• _Texte_:
┄┄┄┄┄┄┄┄┄┄

RFI : L’ex-Zaïre qui est devenu la République démocratique du Congo a connu la dictature, des conflits, des dizaines de milliers femmes violées. Avec 4 millions de morts entre 1998 et 2004, selon les estimations du International Rescue Committee, la guerre au Congo est la plus meurtrière depuis la Seconde guerre mondiale. Peut-on dire que votre film est un film de gangster, mais, en filigrane, toutes ces violences sont aussi présentes dans votre film ?
D.T.W.M. : J’ai choisi de faire un polar parce que c’est un genre qui vous permet de créer une forme de divertissement, mais aussi d’avoir un conflit social. Ce conflit social est posé d’une manière qui n’est pas problématique. Il n’est pas nécessaire de jeter la pierre à quelqu’un. On est dans le divertissement, mais en même temps on parle de la société. Et tout le monde le reconnaît. C’est une forme assez belle et efficace pour cela.
RFI : Vous brisez des tabous en mettant en avant le côté vibrant et poétique de Kinshasa au milieu du crime et la corruption et non pas au milieu d’un regard sur la misère. Vous montrez un prêtre corrompu, l’amour homosexuel, les bordels… En revanche, les scènes de sexe très osées de la belle Nora sont incarnées par une actrice française, Manie Malone. D’origine ivoirienne, elle a appris pour le tournage le lingala qu’elle parle avec un accent français. Tous les autres acteurs ont été des Congolais formés sur place à Kinshasa. Une Congolaise dans le rôle de Nora aurait trop choqué au Congo?

┄┄┄┄┄┄┄┄┄┄

• _Données fournies_:
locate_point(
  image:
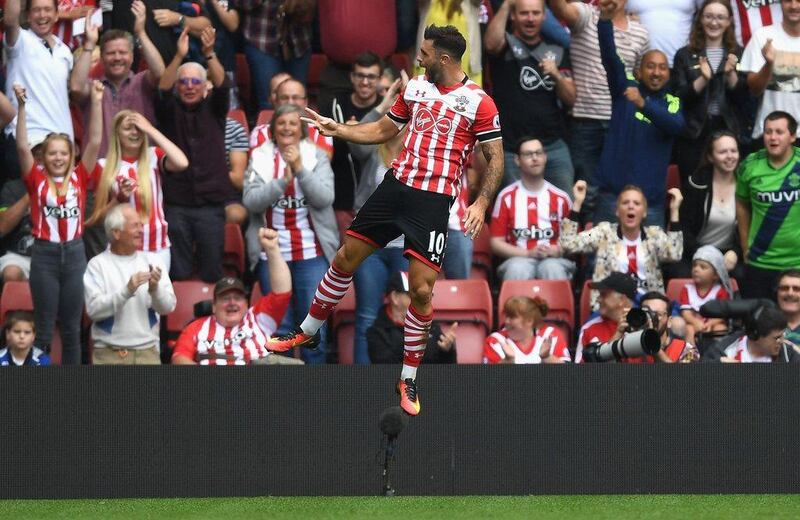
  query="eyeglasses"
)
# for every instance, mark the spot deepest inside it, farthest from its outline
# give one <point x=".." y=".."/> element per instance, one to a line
<point x="360" y="76"/>
<point x="715" y="17"/>
<point x="190" y="81"/>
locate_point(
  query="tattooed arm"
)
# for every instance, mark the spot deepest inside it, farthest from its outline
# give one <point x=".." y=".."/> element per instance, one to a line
<point x="473" y="217"/>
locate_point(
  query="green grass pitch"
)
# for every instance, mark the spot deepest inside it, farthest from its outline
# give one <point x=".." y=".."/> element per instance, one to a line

┄┄┄┄┄┄┄┄┄┄

• _Consigne_:
D'après le texte, quelle langue l'actrice Manie Malone a-t-elle apprise pour le tournage ? Répondez en vous fondant uniquement sur le texte.

• _Réponse_:
Elle a appris le lingala.